Task objective ▸
Write out only the tail of the records, beginning at the line containing "Can you find the air" and including the last line, exactly as written.

====== Supplied data ======

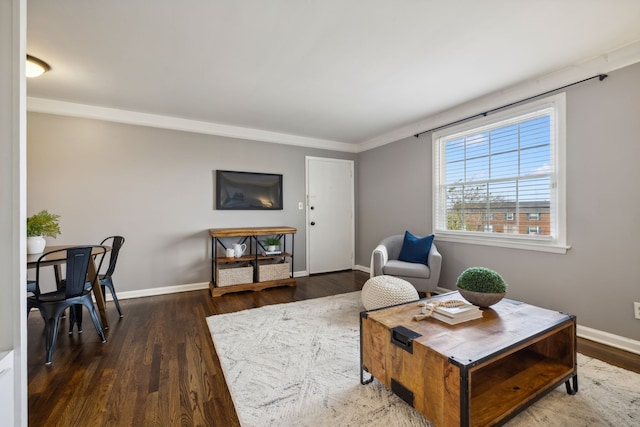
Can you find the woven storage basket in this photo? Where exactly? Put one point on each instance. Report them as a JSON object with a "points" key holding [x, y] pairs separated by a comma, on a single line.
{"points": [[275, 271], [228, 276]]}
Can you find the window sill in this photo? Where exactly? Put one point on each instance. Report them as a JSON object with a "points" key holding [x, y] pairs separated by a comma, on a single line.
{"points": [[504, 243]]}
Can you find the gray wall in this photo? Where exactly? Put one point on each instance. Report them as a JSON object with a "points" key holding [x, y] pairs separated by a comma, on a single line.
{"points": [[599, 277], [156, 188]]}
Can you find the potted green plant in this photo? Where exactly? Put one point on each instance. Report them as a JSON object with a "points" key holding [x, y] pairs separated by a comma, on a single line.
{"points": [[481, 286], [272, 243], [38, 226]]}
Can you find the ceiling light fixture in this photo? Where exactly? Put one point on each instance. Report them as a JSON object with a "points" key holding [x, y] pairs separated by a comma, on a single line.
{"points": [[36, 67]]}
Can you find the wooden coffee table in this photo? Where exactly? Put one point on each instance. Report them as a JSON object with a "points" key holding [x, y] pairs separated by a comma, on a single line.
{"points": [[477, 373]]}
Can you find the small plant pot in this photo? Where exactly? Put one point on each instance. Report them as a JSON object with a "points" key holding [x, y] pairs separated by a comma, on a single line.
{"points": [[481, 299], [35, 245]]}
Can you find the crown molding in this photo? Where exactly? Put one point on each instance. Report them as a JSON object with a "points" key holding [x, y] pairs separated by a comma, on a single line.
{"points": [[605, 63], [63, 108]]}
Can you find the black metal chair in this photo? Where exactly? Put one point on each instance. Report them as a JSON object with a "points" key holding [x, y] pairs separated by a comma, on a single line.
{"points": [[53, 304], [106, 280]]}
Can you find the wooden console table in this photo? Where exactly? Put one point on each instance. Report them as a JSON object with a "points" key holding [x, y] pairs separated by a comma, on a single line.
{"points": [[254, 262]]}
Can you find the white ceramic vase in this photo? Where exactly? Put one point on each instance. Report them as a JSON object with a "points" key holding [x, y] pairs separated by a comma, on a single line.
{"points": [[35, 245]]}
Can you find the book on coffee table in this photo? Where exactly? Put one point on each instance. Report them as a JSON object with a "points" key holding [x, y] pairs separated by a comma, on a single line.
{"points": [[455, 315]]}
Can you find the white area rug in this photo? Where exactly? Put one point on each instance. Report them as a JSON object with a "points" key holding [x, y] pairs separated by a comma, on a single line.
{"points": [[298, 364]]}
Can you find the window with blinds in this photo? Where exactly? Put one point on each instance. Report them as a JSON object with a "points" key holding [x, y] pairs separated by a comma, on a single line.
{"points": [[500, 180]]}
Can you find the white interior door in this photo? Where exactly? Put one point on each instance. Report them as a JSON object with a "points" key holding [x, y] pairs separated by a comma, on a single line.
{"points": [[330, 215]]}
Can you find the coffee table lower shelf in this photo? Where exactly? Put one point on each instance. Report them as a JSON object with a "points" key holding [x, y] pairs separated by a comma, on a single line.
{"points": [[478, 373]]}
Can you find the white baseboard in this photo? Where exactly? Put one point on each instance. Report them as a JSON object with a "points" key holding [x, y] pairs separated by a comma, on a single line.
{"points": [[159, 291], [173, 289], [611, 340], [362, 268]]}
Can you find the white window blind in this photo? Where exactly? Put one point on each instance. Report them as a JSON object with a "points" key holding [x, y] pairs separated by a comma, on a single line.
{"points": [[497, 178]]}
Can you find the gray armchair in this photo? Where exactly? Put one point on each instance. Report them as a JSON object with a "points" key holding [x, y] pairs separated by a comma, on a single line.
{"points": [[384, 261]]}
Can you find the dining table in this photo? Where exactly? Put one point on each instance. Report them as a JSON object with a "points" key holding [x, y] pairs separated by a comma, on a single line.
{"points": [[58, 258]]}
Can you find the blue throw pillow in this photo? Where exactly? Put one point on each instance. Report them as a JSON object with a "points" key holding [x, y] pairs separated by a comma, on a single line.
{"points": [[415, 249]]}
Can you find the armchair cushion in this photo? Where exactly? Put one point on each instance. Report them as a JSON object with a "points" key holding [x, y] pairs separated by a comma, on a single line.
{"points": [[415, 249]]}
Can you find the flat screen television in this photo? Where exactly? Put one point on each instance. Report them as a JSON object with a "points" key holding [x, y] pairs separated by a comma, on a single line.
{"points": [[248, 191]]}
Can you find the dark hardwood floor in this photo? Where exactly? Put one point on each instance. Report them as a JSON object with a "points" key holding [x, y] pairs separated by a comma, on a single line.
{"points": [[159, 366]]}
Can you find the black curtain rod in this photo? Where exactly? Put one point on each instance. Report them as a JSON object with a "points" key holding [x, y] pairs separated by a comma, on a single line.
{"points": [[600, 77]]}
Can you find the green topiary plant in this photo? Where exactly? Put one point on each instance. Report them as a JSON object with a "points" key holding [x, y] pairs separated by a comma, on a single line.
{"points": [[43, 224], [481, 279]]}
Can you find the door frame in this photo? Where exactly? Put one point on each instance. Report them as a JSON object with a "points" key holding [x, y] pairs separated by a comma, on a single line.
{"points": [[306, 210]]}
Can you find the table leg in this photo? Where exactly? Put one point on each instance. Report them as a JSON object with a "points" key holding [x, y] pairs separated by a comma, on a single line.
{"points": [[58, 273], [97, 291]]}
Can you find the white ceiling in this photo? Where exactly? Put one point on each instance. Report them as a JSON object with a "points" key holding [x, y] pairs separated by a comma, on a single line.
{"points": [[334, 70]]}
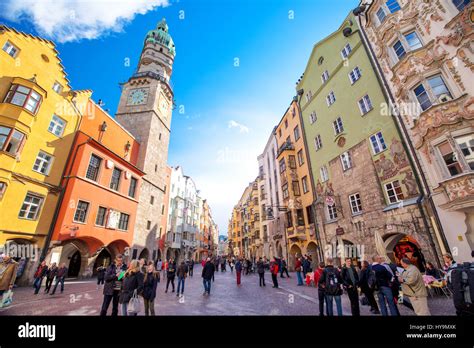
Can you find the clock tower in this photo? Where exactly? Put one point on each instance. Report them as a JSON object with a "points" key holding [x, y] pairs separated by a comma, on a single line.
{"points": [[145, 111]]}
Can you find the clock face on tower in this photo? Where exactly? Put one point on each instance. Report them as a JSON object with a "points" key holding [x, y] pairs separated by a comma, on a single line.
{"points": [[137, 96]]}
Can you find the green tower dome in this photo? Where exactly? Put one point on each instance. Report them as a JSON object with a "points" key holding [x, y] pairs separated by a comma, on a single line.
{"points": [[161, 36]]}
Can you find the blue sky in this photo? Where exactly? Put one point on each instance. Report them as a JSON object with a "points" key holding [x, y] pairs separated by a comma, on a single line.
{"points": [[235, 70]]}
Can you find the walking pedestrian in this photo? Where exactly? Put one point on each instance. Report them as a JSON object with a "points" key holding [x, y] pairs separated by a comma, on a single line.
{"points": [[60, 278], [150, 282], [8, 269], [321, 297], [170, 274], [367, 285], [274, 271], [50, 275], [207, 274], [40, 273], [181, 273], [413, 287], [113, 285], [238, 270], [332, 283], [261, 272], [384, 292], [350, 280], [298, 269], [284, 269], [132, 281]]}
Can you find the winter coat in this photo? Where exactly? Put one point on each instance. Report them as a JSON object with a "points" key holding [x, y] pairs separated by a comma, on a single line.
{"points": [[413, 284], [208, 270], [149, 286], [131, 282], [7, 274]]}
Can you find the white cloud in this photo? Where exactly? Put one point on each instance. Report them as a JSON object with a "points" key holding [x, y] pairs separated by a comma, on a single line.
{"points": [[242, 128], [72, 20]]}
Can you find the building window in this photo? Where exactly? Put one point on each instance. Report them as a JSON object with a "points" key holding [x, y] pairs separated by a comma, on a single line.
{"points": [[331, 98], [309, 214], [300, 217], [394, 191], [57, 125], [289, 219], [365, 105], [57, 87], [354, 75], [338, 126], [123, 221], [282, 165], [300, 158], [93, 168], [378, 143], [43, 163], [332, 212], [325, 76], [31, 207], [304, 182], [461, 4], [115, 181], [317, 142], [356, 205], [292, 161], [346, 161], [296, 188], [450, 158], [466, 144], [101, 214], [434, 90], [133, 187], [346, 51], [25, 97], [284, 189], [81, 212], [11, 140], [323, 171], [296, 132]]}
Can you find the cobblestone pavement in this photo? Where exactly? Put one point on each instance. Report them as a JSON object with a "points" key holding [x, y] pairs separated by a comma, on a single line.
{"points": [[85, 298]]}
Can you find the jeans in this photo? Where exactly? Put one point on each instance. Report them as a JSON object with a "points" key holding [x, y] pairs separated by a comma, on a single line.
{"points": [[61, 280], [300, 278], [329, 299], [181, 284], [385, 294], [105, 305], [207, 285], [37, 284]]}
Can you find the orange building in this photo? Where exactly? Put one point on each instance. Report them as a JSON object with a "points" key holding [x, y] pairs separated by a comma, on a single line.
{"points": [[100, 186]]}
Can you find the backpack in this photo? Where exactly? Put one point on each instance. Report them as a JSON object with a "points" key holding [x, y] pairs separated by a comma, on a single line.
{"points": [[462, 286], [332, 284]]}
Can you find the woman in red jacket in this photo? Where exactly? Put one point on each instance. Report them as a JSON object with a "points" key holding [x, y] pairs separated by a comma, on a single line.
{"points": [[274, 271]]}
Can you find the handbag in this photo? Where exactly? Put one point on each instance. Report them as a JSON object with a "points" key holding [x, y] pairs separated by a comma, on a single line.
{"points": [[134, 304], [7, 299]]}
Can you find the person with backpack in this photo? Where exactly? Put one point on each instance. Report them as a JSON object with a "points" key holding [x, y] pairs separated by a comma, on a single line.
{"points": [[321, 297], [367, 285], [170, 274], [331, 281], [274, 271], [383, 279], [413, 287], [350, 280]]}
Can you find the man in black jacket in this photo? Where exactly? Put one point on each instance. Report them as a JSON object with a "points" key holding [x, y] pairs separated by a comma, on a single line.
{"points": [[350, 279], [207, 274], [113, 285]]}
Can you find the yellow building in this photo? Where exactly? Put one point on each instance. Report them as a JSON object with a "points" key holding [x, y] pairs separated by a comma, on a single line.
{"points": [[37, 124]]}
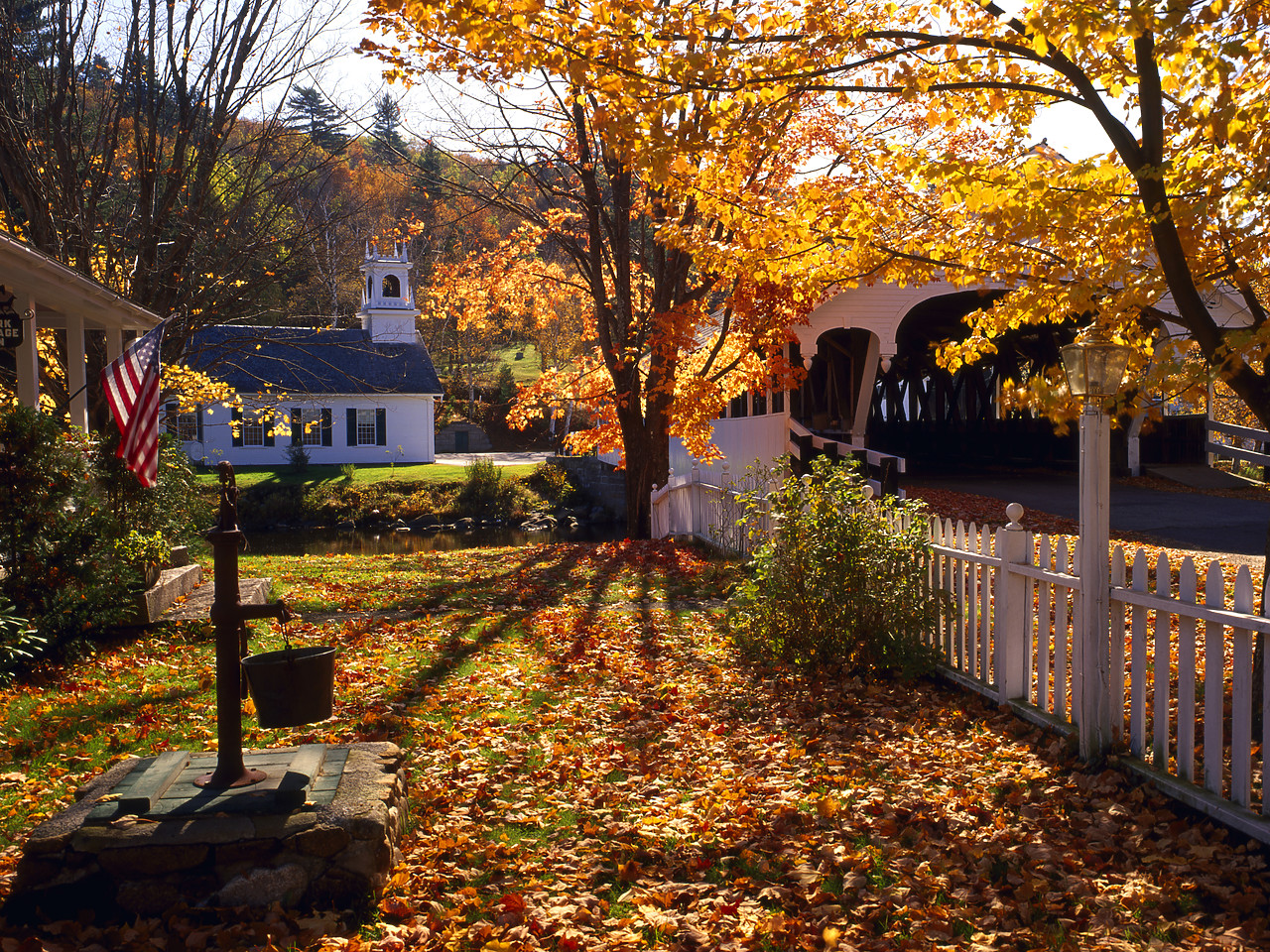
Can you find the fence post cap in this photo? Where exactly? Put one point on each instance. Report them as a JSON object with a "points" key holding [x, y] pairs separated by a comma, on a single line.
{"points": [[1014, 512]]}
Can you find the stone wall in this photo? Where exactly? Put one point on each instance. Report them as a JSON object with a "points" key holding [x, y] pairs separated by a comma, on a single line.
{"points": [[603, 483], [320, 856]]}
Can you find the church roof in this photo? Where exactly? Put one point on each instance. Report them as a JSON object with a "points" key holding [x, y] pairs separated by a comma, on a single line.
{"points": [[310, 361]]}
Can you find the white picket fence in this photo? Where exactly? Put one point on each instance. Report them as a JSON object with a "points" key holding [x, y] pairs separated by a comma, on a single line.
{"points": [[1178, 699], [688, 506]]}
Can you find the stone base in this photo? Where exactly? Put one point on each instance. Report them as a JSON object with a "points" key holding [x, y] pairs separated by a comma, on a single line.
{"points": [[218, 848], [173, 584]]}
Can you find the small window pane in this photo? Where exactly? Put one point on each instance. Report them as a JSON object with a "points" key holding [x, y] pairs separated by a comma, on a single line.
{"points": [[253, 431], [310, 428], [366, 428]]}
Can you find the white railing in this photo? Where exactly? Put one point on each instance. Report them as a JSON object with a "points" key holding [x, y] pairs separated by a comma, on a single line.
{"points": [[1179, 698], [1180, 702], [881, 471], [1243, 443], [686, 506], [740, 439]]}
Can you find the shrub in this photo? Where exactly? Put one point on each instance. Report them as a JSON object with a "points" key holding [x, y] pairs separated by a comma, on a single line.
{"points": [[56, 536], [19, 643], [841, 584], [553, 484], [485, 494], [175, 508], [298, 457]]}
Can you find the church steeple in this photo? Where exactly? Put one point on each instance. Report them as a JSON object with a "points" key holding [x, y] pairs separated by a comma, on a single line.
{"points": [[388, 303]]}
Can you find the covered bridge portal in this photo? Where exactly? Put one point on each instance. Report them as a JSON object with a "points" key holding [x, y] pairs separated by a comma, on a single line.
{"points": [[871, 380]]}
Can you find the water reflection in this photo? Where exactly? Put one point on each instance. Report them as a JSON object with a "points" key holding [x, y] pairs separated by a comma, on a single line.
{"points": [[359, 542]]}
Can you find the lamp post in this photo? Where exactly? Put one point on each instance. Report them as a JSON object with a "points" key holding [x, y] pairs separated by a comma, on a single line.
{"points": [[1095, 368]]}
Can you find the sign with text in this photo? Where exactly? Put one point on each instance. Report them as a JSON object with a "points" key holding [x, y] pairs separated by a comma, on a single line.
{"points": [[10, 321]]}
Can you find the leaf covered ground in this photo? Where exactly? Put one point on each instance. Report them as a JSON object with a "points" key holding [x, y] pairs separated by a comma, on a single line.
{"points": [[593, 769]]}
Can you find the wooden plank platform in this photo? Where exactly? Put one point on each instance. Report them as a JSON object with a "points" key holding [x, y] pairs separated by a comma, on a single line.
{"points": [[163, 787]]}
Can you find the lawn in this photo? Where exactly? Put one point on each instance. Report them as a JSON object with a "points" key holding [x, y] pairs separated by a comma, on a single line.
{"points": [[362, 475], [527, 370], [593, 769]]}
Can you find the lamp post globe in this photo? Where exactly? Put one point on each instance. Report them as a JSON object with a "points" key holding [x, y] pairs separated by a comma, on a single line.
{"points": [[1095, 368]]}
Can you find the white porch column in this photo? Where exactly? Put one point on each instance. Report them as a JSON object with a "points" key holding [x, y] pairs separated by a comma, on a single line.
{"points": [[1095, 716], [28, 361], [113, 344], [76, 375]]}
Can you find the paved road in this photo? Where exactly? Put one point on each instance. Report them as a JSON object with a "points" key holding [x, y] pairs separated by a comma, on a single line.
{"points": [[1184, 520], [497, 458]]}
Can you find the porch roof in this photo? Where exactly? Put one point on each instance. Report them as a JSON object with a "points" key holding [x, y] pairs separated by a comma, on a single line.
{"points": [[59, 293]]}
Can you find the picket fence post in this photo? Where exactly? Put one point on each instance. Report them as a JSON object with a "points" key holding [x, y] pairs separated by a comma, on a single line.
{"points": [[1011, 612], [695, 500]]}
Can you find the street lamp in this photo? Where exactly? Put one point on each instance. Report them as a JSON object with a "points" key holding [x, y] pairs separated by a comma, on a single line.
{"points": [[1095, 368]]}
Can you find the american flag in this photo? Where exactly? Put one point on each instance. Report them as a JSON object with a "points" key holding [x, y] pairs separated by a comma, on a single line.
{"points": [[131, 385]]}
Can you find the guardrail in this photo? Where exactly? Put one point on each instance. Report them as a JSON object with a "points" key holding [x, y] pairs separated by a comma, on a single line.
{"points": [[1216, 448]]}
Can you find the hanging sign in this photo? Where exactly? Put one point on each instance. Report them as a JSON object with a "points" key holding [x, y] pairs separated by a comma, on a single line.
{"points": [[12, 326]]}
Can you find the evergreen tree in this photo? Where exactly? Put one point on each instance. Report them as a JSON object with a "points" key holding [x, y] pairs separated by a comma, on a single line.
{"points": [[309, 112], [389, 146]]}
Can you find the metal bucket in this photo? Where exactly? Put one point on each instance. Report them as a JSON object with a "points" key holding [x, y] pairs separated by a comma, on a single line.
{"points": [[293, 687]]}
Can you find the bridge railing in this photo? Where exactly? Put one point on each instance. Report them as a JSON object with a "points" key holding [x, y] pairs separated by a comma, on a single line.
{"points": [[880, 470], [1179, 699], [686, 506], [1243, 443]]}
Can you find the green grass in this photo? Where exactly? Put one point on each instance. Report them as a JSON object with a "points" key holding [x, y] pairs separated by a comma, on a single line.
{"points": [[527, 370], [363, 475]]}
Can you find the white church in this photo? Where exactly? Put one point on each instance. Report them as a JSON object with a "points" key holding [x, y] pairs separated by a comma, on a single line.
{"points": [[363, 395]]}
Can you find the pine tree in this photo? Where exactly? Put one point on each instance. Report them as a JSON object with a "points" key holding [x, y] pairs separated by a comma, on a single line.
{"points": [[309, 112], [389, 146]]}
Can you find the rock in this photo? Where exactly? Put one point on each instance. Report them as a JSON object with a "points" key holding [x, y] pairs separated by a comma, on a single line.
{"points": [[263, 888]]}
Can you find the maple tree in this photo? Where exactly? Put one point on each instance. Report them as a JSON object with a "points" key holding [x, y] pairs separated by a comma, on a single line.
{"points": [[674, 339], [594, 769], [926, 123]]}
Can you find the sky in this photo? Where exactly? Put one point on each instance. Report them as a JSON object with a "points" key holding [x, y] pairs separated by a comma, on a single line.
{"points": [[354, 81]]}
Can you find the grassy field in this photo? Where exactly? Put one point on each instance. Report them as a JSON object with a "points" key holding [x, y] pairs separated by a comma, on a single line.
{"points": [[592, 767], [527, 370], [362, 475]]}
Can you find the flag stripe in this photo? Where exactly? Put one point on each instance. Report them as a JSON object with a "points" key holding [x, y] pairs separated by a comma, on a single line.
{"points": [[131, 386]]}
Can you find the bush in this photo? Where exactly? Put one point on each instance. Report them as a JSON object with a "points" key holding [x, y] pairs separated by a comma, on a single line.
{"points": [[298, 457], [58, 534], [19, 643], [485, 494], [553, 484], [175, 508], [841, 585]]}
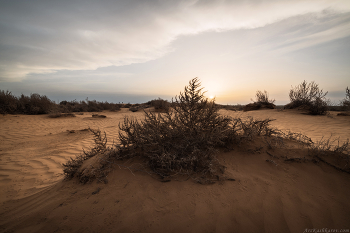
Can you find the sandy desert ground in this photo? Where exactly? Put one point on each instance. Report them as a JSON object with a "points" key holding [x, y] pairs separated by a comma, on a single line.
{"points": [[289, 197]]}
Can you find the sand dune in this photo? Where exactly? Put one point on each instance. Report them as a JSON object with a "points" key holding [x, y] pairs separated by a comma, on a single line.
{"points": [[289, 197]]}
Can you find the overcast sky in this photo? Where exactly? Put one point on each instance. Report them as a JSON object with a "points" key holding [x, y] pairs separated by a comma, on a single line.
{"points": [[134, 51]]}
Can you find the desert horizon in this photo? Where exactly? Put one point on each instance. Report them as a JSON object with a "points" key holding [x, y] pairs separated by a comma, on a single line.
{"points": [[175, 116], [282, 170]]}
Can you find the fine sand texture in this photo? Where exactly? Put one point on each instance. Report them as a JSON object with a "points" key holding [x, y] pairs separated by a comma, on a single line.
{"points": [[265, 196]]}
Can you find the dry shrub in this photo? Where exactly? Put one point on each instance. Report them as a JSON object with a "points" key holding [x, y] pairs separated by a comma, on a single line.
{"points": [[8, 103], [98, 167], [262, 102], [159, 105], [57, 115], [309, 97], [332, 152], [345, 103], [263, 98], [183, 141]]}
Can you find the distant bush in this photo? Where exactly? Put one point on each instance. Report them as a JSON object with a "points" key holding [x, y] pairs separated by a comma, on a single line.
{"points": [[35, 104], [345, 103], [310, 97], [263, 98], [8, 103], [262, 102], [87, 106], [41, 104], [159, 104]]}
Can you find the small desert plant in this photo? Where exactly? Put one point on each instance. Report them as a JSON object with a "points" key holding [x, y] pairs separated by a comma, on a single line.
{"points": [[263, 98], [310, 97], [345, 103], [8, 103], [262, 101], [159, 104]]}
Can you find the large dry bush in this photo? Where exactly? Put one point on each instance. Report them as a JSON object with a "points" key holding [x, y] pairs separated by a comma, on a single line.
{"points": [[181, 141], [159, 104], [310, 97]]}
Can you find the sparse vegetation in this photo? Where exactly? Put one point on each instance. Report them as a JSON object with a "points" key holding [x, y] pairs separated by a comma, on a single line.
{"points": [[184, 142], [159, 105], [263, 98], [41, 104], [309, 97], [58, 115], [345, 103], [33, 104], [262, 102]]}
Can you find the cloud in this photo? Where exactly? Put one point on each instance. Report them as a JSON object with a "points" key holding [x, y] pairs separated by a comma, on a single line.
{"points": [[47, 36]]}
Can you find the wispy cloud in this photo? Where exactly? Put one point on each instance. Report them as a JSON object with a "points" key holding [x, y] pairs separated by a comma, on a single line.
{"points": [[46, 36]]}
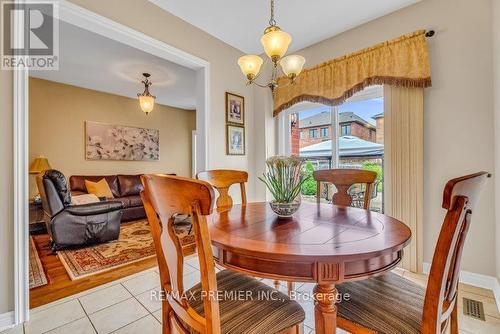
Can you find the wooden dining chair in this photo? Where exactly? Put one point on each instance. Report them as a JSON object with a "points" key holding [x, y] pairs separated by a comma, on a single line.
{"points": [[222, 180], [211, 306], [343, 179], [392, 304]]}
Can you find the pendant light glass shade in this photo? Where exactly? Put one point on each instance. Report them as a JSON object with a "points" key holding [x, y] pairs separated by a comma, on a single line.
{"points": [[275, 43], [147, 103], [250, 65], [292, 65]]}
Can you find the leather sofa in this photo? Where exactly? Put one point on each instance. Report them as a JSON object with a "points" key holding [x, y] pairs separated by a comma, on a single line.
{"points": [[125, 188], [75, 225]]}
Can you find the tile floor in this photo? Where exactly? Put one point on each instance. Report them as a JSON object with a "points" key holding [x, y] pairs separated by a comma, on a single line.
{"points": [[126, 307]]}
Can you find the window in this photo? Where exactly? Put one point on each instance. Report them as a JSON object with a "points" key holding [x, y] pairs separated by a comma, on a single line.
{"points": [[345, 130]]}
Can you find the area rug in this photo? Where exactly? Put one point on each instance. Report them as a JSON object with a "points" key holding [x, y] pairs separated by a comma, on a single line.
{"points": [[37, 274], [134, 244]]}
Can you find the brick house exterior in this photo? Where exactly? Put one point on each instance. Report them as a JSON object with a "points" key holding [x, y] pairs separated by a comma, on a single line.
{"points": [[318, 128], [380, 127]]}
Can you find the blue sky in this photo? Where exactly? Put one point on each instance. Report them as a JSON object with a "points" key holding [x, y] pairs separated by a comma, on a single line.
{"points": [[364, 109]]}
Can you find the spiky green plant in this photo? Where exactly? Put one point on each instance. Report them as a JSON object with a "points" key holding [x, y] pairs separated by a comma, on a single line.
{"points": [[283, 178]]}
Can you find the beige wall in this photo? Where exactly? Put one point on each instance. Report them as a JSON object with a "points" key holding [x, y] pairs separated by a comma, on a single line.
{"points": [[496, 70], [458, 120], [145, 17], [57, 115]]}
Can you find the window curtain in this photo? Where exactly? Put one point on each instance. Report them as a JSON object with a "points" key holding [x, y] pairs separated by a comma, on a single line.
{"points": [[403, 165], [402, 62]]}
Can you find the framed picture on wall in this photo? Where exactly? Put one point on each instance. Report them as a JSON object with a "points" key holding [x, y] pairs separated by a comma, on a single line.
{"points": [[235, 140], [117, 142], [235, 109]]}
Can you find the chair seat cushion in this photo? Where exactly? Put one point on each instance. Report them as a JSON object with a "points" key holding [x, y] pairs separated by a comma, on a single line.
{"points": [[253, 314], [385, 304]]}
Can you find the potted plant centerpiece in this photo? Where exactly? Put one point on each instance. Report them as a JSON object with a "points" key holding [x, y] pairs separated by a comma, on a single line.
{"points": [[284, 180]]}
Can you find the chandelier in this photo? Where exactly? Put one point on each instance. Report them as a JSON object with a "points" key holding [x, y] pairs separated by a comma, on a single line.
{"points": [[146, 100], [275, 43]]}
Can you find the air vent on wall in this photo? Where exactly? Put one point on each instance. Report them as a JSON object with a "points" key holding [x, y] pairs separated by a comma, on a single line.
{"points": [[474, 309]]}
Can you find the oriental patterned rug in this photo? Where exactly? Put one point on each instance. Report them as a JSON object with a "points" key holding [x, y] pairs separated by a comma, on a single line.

======

Correct response ▸
Can you find the air vent on wall in this photo? Where exactly? Put one point on each instance. Report them as a JSON object with a "points" key holding [x, y] pairs separated by a comma, on a single line.
{"points": [[474, 309]]}
Can you find the oriental patterned rug in this photo? Where exactly? Put one point on each instance. Report them as a JSON object with a "points" key holding [x, y] pairs separated by a comma, on a single line.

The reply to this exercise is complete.